Es folgen dann Ausführungen über den österreichisch-ungarischen Generalstab. Seeckt urteilt günstig, wenngleich ihm der Generalstab etwas zu methodisch arbeitet. Danach schreibt er über das Offizierkorps: »Auf dem schwankenden Boden des österreichisch-ungarischen Staatslebens gedeihen Herrennaturen nicht leicht … Der Gehorsam ist meist starr; er wird zur angenehm empfundenen Enthebung von der Verantwortung.« Er erkennt dann aber sofort an, daß sich unter den älteren Offizieren eine Reihe sehr gebildeter Männer befanden, wie überhaupt die theoretische Schulung im Frieden recht gut war. Es wäre nicht Seeckt, der diese Abhandlung verfaßte, wenn er nicht nachdrückliche Hinweise über die Charakterbildung eingeflochten hätte. Es ist selbstverständlich, daß er bei der Beurteilung der Mannschaft die Deutschen und Ungarn an erste Stelle und ein lobendes Urteil über sie fällt.

----------------

* [Ziel 1]: Gib aus dem Text über Seeckts Urteil zum österreichisch-ungarischen Heer den Abschnitt von „Es folgen dann“ bis einschließlich „über sie fällt.“ wortwörtlich wieder.

[Datensätze zur räumlichen Annotation]

----------------

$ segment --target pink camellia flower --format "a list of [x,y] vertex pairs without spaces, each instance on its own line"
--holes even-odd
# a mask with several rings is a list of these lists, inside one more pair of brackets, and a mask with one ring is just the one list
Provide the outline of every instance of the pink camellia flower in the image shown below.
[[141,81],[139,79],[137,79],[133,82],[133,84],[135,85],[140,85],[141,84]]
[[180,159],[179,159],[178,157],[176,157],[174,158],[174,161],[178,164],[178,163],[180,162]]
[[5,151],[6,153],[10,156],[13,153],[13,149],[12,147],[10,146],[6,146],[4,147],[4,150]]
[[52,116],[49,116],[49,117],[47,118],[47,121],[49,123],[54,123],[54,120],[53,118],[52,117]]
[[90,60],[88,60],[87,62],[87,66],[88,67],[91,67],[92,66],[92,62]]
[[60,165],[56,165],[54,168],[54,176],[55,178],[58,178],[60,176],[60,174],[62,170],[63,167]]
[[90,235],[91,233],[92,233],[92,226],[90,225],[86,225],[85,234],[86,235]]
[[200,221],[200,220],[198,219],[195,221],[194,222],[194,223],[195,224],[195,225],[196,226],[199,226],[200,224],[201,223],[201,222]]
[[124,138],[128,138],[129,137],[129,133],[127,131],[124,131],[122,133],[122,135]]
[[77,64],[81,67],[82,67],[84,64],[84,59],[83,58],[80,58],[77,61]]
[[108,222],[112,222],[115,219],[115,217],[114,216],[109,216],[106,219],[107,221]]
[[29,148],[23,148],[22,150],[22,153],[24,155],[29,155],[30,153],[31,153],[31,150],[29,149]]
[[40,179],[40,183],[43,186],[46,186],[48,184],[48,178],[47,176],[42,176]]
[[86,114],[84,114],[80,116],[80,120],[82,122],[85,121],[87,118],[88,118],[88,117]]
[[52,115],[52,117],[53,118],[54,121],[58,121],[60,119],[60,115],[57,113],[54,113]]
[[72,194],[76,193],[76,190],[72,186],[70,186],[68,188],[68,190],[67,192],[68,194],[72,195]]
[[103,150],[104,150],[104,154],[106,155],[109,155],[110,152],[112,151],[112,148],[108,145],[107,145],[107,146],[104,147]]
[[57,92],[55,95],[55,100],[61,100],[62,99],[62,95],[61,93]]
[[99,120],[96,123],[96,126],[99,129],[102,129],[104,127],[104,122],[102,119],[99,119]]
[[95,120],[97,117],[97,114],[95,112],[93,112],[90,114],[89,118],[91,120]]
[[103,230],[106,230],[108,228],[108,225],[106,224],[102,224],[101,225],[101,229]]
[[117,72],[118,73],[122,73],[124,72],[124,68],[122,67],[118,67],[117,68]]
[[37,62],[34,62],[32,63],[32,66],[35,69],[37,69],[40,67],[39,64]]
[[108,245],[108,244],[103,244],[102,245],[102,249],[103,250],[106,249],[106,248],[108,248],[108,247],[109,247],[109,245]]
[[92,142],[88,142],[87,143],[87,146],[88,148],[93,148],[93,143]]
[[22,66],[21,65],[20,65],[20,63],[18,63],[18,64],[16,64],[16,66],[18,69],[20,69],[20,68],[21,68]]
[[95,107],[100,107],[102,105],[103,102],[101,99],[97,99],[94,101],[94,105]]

----------------

* [Ziel 2]: Zitiere aus der Auflistung den Abschnitt vom Anfang bis einschließlich der Zeile, die „# a mask with“ enthält, und nur diesen.

* [Vollständige Lösung 1]:
Es folgen dann Ausführungen über den österreichisch-ungarischen Generalstab. Seeckt urteilt günstig, wenngleich ihm der Generalstab etwas zu methodisch arbeitet. Danach schreibt er über das Offizierkorps: »Auf dem schwankenden Boden des österreichisch-ungarischen Staatslebens gedeihen Herrennaturen nicht leicht … Der Gehorsam ist meist starr; er wird zur angenehm empfundenen Enthebung von der Verantwortung.« Er erkennt dann aber sofort an, daß sich unter den älteren Offizieren eine Reihe sehr gebildeter Männer befanden, wie überhaupt die theoretische Schulung im Frieden recht gut war. Es wäre nicht Seeckt, der diese Abhandlung verfaßte, wenn er nicht nachdrückliche Hinweise über die Charakterbildung eingeflochten hätte. Es ist selbstverständlich, daß er bei der Beurteilung der Mannschaft die Deutschen und Ungarn an erste Stelle und ein lobendes Urteil über sie fällt.

* [Vollständige Lösung 2]:
$ segment --target pink camellia flower --format "a list of [x,y] vertex pairs without spaces, each instance on its own line"
--holes even-odd
# a mask with several rings is a list of these lists, inside one more pair of brackets, and a mask with one ring is just the one list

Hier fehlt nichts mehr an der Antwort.